* **GIVEN TASK 1**
In the essay on women's craving for time alone, what share of American women ages 45 to 64 does the 2010 census show living alone?
* **GIVEN TASK 2**
Extend the essay on women's craving for time alone, picking up after its final sentence.

* **EXTRACT PROVIDED**
-=-=-

She yearns for some time alone. It could be days, it could be nights, it could be in suburbia or in an ashram. It could be a month, a year, a week, an hour or just one damn minute to herself.

I bet every woman you know has had this longing. It is a hunger we are reluctant to acknowledge, except to each other, whispering furtively on the phone. Some married women admit to liking a night to themselves as if it were a sexual deviancy. A woman whose husband travels a lot exclaims, "You can have cereal for dinner if you want!" I know a respected community volunteer who claps her hands when she comes home to an empty house.

As women, we know "I want to be by myself" too often translates to "I don't want to be with you." We don't want to hurt feelings or make excuses. This is why coveting time alone can feel like the last taboo. This is why we secretly seek it.

In every phase of life we carve it out between the rock and the hard place. The young mother who updates her Facebook status: "Danielle H*** is hiding from her kids." The young doctor who worries she likes having her own apartment so much, she wonders if she could ever get married. The grandmother who is glad when the kids go home. The wife who insists on her own bedroom and all the gals on their balconies and back porches, sneaking a smoke.

In a life of necessity, distraction and scattered forces, we instinctively rescue a sliver for ourselves. We need it, we chase it, we get it, we breathe and the world simmers down.

The 2010 census reveals that over a third of American women, ages 45 to 64, are living alone. Some by choice, some by chance, some by circumstance. Some love it. Some hate it. Many are the envy of their friends.

However, solitude is a shapeshifter, fitting itself into any crevice. You don't have to live alone to satisfy your craving. If you don't live alone, you must admit you like a really long shower, so steamy, so watery, so can't hear a thingy; an isolation booth at home.

The right to disengage has historical precedence. As Dr. Phil says, "Ya gotta name it to claim it," and Virginia Woolf most certainly did. Her speeches that turned into the seminal and necessary essay A Room of One's Own codified a woman's need for time to herself. She brought the idea to the surface and, thus to collective thought. Space and time for women to think their own thoughts became part of the lexicon. And all those women with rooms of their own that Virginia pictured over 80 years ago?

Where are they? Where are the rooms? What's going on here?

This is why I yell at the TV while watching HGTV's House Hunters. I love House Hunters. I hunt houses with those people for hours, wondering each and every time if there's going to be a room of the wife's own. But what do we get instead? Closets! They give us closets!

And the couples and the Realtors make the same lame joke every single time. Believe me, I think I've seen every rerun. I love this show.

-=-=-

* **PROVIDED MATERIAL**
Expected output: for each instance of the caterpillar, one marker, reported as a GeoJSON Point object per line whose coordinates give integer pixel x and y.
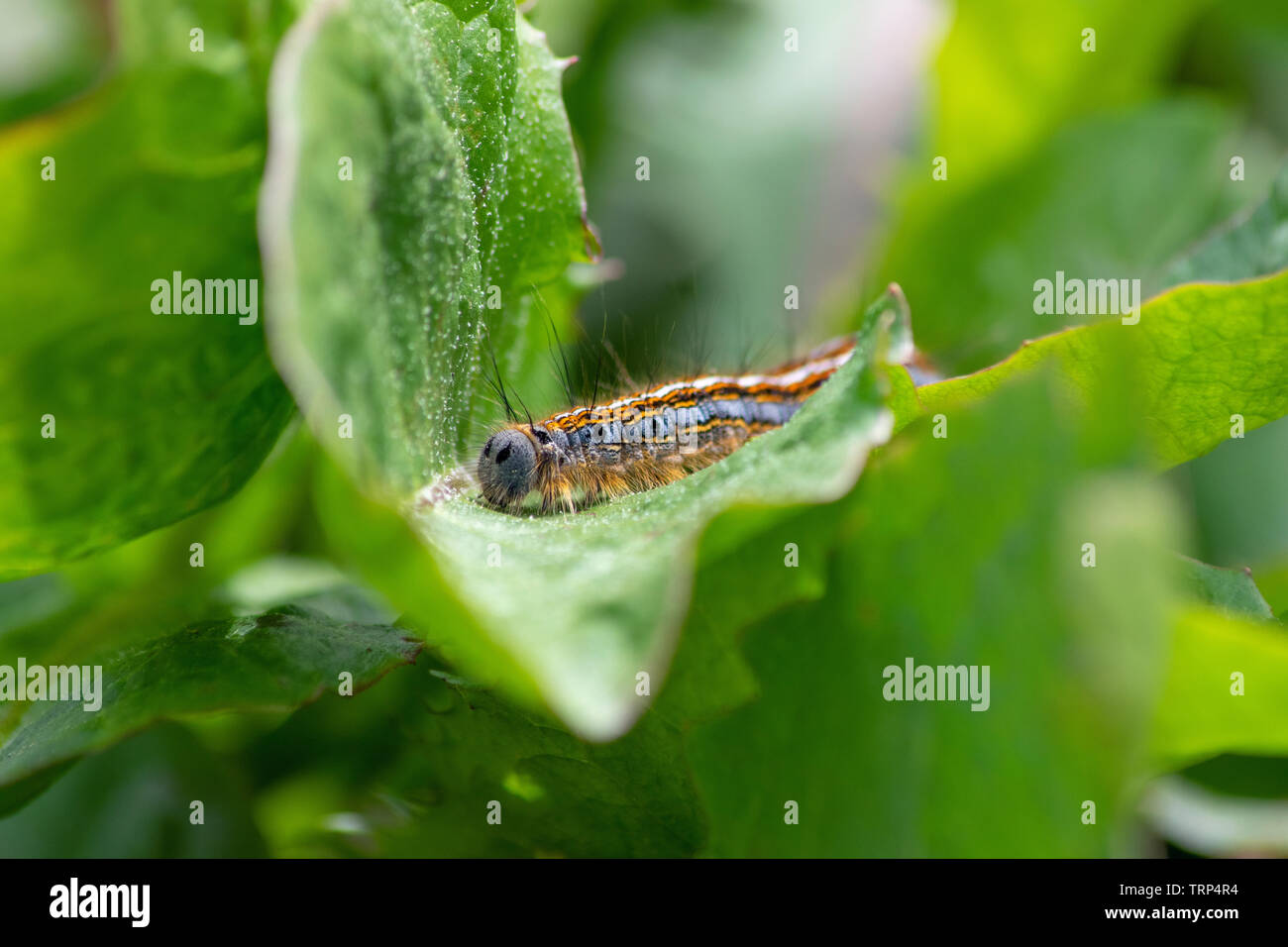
{"type": "Point", "coordinates": [645, 440]}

-=-=-

* **EXERCISE RESPONSE 1**
Over a third of them.

* **EXERCISE RESPONSE 2**
The husband and wife look into the closet. "Oh, Honey!" the man will exclaim as he walks in the walk-in. "Think there will be enough room for all your shoes?" he asks, as he admires the closet's size.

The Realtors always laugh, as if this were a new joke. "Oh, Honey," the wife will say. "This fancy closet looks terrific, but I don't think we can fit any of your stuff in!" She goes and grabs about four hangers.

"Well, maybe you can hang your stuff, here," she says. More laughs.

"Now let me go show you the man cave," says the Realtor, knowingly.

"Now you're talking," says Hubby and off they go.

Wait a minute. Man cave? Did you say man cave? Where is the woman cave? Where is that carrot to dangle before the female buyer? When will they say "Ta-Da!" When they open a door for us other than the closet? Other than a "Here's your kitchen?" Other than "I hope you noticed how close we are to the mall?" or "You could do your crafts here," while they point out a ledge.

Where is the outcry?

Virginia Woolf had another interesting theory. Turns out Shakespeare had a sister. Virginia sees her as a poet who never wrote a word. She died young. She was buried at a crossroads. But Virginia believed "She lives in you and in me and in many other women who are not here tonight, for they are washing up the dishes and putting the children to bed."

Maybe Shakespeare's sister never wrote a word, but I'm sure she had traveling thoughts while washing up those dishes. Sinks and suds and kitchen windows create stolen moments. We claim them on the fly, gazing over landscapes that we don't know.

Even in a crowd, we carry the "sea of tranquility" in our pockets. Eighty years ago, Virginia Woolf introduced her daring concept: A woman needs time to herself.

It is 2011 now, many complicated generations later. How are we fulfilling that need amidst all the clamoring others?